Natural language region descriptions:
-- Opening Marker --

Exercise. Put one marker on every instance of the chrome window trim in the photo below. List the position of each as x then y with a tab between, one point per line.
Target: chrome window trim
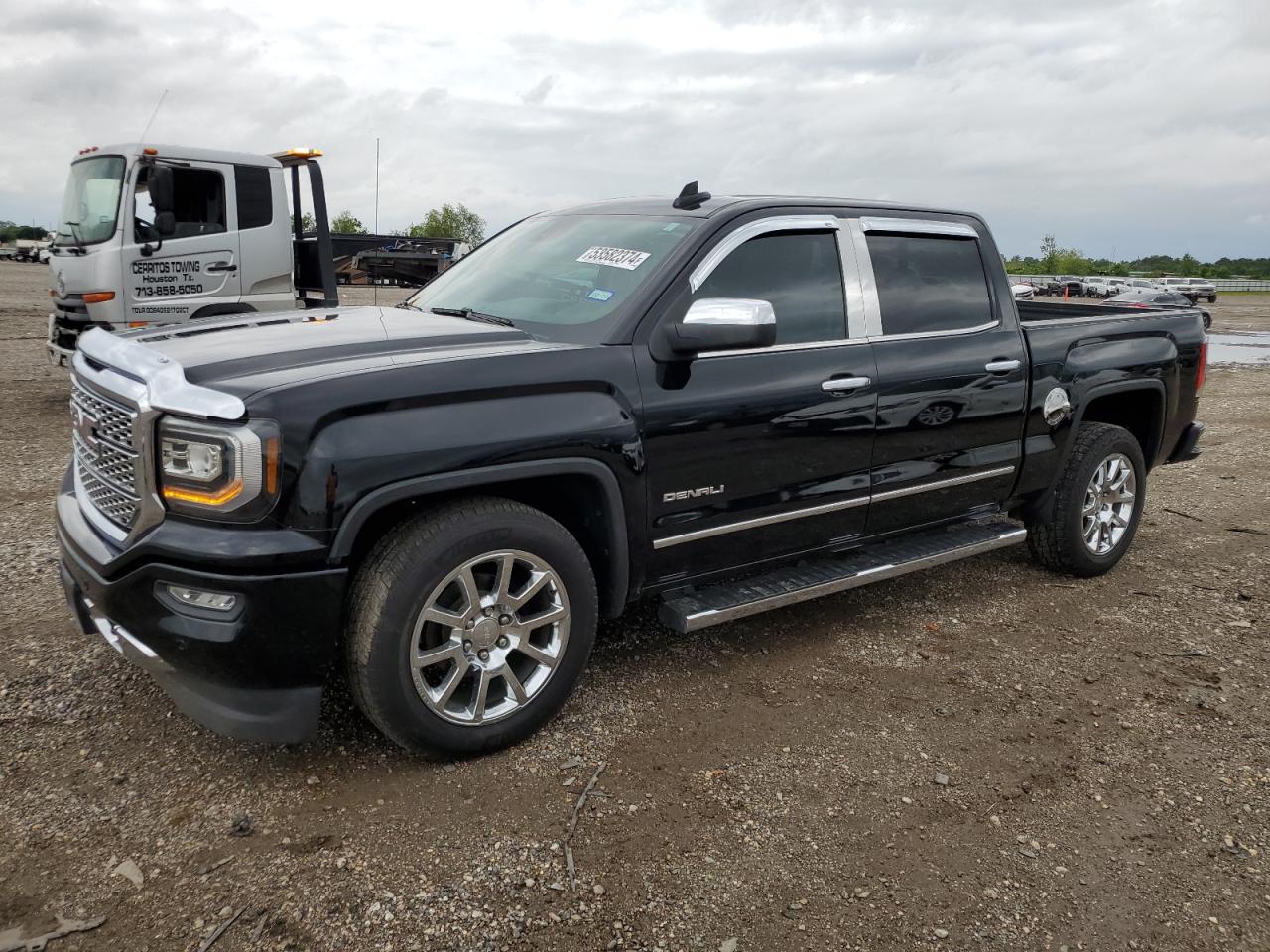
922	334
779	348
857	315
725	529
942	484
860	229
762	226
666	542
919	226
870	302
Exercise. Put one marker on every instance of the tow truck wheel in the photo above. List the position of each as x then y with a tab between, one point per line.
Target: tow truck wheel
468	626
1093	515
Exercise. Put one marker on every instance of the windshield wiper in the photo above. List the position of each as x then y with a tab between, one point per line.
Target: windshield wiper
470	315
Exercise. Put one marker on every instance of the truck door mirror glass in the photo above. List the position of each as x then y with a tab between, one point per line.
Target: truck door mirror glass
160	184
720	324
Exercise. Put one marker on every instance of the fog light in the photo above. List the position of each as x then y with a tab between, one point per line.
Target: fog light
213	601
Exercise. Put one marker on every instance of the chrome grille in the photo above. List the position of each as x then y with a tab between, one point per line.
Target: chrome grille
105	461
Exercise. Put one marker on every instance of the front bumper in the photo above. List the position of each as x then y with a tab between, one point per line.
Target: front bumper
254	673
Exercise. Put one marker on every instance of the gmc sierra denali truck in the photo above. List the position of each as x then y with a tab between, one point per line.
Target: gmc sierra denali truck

-- Closing Marker --

WHAT IS EXPECTED:
From the line holding "Target: truck door mirror glass" through the last line above, reproduce each line exactly and add nothing.

WORKED SOLUTION:
Target: truck door mirror glass
160	184
720	324
Exercise. Put one marker on every instance of the fog light in the photo above. List the position of each as x then y with a tab between, one point per line.
Target: fog light
213	601
Exercise. Put one marker on every instance of the chrome grille in the photo above. List the position of each as x then y with a tab between, one point per line.
Target: chrome grille
105	461
Exercise. Put one marker on every instance of the front bumper in the photo above. List the position of each as x then y with a tab between, one point per line.
Target: front bumper
254	673
Exercise. Put one marker on every instance of the gmc sierra denali truck in the photo above. List the position of each as x then y with a tab between, one point per line.
Target: gmc sierra denali truck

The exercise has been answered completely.